- [TASK REQUIREMENTS] Please reproduce every one of the following records exactly as they appear.
======== AVAILABLE DATA ========
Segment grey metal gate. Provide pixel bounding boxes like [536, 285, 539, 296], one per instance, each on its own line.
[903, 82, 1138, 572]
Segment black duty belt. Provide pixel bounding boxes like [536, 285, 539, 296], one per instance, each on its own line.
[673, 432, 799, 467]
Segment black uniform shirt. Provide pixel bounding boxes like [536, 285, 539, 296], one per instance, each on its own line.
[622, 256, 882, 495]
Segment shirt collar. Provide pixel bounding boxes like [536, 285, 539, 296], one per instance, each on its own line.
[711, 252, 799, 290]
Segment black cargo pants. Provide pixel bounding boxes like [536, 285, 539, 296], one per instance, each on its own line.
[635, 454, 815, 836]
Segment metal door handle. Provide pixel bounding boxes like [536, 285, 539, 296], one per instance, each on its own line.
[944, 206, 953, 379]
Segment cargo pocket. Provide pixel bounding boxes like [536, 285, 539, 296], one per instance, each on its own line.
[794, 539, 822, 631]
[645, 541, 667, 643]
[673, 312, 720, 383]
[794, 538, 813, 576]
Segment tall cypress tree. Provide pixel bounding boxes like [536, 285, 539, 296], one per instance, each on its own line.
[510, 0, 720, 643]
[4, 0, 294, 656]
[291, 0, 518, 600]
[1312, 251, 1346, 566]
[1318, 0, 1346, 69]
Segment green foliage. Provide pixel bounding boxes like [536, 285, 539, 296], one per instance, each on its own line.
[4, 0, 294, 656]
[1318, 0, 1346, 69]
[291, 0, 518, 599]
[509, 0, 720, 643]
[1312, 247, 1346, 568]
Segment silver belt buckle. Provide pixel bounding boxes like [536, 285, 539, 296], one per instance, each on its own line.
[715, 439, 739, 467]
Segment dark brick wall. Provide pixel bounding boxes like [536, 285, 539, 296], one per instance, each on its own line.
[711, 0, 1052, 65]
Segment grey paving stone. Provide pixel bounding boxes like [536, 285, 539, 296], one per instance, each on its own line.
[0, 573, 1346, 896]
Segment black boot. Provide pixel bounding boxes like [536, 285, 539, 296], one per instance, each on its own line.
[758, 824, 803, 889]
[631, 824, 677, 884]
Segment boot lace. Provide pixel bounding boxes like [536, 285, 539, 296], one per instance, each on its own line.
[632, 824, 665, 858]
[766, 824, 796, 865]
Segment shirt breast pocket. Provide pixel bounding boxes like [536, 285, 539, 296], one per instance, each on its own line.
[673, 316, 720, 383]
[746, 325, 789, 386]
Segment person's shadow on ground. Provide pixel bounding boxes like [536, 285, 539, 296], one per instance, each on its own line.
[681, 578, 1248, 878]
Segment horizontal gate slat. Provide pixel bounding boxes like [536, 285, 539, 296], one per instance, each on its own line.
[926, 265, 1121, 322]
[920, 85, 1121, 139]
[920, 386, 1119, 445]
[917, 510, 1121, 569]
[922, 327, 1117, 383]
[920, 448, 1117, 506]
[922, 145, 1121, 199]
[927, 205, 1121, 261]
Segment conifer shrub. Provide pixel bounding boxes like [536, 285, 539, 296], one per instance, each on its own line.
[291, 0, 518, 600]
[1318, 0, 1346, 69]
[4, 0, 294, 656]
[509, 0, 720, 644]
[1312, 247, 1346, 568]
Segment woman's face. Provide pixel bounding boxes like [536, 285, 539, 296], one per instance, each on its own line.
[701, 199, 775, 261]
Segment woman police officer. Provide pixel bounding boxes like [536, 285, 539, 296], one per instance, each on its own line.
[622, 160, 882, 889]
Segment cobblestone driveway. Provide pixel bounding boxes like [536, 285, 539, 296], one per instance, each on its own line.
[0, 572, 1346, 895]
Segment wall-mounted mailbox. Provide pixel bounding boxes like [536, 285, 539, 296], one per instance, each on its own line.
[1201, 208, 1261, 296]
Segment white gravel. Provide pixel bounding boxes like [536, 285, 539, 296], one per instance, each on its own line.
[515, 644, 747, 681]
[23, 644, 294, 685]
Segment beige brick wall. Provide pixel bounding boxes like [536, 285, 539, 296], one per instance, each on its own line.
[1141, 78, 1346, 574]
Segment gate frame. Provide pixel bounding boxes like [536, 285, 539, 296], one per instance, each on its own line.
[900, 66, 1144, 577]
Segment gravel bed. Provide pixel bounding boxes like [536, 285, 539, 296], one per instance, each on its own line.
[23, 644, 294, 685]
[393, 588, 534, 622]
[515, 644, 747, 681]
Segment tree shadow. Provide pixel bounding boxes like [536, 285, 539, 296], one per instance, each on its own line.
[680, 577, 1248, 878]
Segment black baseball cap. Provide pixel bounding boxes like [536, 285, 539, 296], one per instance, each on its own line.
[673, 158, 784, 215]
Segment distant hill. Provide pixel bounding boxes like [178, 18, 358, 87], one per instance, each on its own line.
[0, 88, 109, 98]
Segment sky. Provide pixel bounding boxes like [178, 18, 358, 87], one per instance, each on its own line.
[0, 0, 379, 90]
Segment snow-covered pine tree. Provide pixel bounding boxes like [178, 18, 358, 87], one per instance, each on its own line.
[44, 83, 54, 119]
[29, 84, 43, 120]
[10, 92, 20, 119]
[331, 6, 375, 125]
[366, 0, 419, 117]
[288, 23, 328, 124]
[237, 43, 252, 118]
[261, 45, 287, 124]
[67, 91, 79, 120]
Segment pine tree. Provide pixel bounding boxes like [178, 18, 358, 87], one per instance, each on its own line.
========
- [IN RESPONSE]
Segment grey metal gate. Provide pixel bounding boxes like [536, 285, 539, 296], one per instance, each on its own line.
[903, 82, 1138, 572]
Segment black duty belt. Provide pixel bounding boxes like [536, 285, 539, 296], one per instance, each on its own line.
[673, 432, 799, 467]
Segment black uniform shirt. Provide pixel bounding boxes like [536, 285, 539, 296], one per instance, each on its own line.
[622, 256, 882, 495]
Segment shirt collar. Provide pixel bounding boxes like [536, 285, 539, 296], one per instance, each on its own line.
[711, 252, 799, 290]
Segment black cargo pants. Provide pixel bounding boxes like [536, 285, 539, 296], one per instance, each on its own line.
[635, 454, 815, 836]
Segment metal door handle. Provide pixel bounding boxes like [536, 285, 539, 296], one per instance, each on its own line.
[944, 206, 953, 379]
Segment cargo pocket. Provide pixel bounding boxes like [536, 285, 539, 296], one per instance, each on its own line.
[794, 539, 822, 631]
[645, 541, 667, 643]
[673, 312, 720, 383]
[794, 538, 813, 576]
Segment tall cypress tree. Provide pixel bounding boxes like [536, 285, 539, 296], one per instance, each on its own line.
[510, 0, 720, 643]
[4, 0, 294, 656]
[291, 0, 518, 600]
[1312, 251, 1346, 566]
[1318, 0, 1346, 69]
Segment green foliage. Provide pixel bounding boxes like [536, 285, 539, 296], one per instance, each on its own line.
[4, 0, 294, 656]
[1318, 0, 1346, 69]
[291, 0, 518, 599]
[509, 0, 720, 643]
[1312, 247, 1346, 568]
Segment silver belt buckle. Provide pixel bounding boxes like [536, 285, 539, 296], one per instance, each on its own line.
[715, 439, 739, 467]
Segment dark brick wall. Provide pixel bounding boxes like [536, 285, 539, 296], one per instance, each on its own line.
[711, 0, 1052, 65]
Segment grey paving stone. Provide pixel bounding boxes like [536, 285, 539, 296], one per instance, each on its own line.
[0, 573, 1346, 896]
Segment black boot. Provide pixel bounding boxes like [536, 285, 539, 296], one per instance, each on its own line.
[758, 824, 803, 889]
[631, 824, 677, 884]
Segment boot lace. Provide pixel bounding boxes like [536, 285, 539, 296], one per instance, each on its own line.
[632, 824, 665, 858]
[766, 824, 796, 865]
Segment shirt breast pocket. Provide pixel bounding boxes like [536, 285, 539, 296], one per instance, each on its own line.
[673, 316, 720, 383]
[746, 325, 789, 386]
Segment person's shadow on ground. Provide pixel bounding boxes like [536, 285, 539, 296], one per instance, each on its own line.
[681, 578, 1248, 878]
Segment horizontal gate slat. Provide pixel bounding boxes like [536, 285, 539, 296], one per instance, each on its own line.
[926, 265, 1121, 322]
[920, 85, 1121, 139]
[920, 386, 1119, 445]
[917, 510, 1121, 569]
[922, 327, 1117, 383]
[920, 448, 1117, 506]
[922, 145, 1121, 199]
[927, 205, 1121, 261]
Segment conifer shrub. Provide pixel bounding boxes like [536, 285, 539, 296], one per instance, each on its own line.
[291, 0, 518, 600]
[1318, 0, 1346, 69]
[4, 0, 294, 656]
[509, 0, 720, 644]
[1312, 247, 1346, 568]
Segment woman's face. Provide pixel bounding boxes like [536, 285, 539, 296], one per instance, each on its own line.
[701, 199, 775, 261]
Segment woman police officer. Provide pixel bounding boxes like [536, 285, 539, 296], one per instance, each on its own line.
[622, 160, 882, 889]
Segment cobblestone driveway. Provide pixel bounding boxes like [536, 285, 539, 296], one per instance, each on its own line.
[0, 572, 1346, 895]
Segment wall-mounted mailbox. Provide pixel bounding boxes like [536, 285, 539, 296], one per instance, each on its own line.
[1201, 208, 1261, 296]
Segment white gravel. Provide pixel bounding boxes like [536, 285, 539, 296], one per instance, each on its own line.
[515, 644, 747, 681]
[23, 644, 294, 685]
Segment beige brick wall. Provide pixel bounding boxes like [536, 285, 539, 296], one per instance, each on its own line.
[1141, 78, 1346, 574]
Segment gate frame. Provide pixel bounding boxes like [536, 285, 539, 296], one per instance, each on its own line.
[900, 66, 1144, 577]
Segment gravel bed. Provide pixel bounding boxes like [536, 285, 539, 296], one per instance, each on its own line.
[23, 644, 294, 685]
[393, 588, 534, 622]
[515, 644, 747, 681]
Segment tree shadow. Provide pixel bounding boxes like [536, 285, 539, 296], one per instance, each on its own line.
[680, 577, 1248, 878]
Segment black baseball cap. Provide pixel bounding boxes like [536, 285, 539, 296], one per instance, each on its own line.
[673, 158, 784, 215]
Segment distant hill. Provide pixel bounding boxes like [178, 18, 358, 87], one per instance, each on its own line.
[0, 88, 109, 98]
Segment sky. Provide pixel bounding boxes like [178, 18, 358, 87], one per instance, each on its own line.
[0, 0, 379, 90]
Segment snow-covered pine tree. Provide pixel bounding boxes like [178, 18, 358, 87], one per instance, each on its own line.
[44, 83, 54, 119]
[29, 84, 43, 120]
[10, 92, 20, 119]
[331, 6, 375, 125]
[366, 0, 419, 117]
[288, 23, 328, 124]
[237, 43, 252, 118]
[261, 45, 287, 124]
[67, 91, 79, 120]
Segment pine tree. Provide pixel bounding boxes like [178, 18, 358, 87], one per instance, each on its own line.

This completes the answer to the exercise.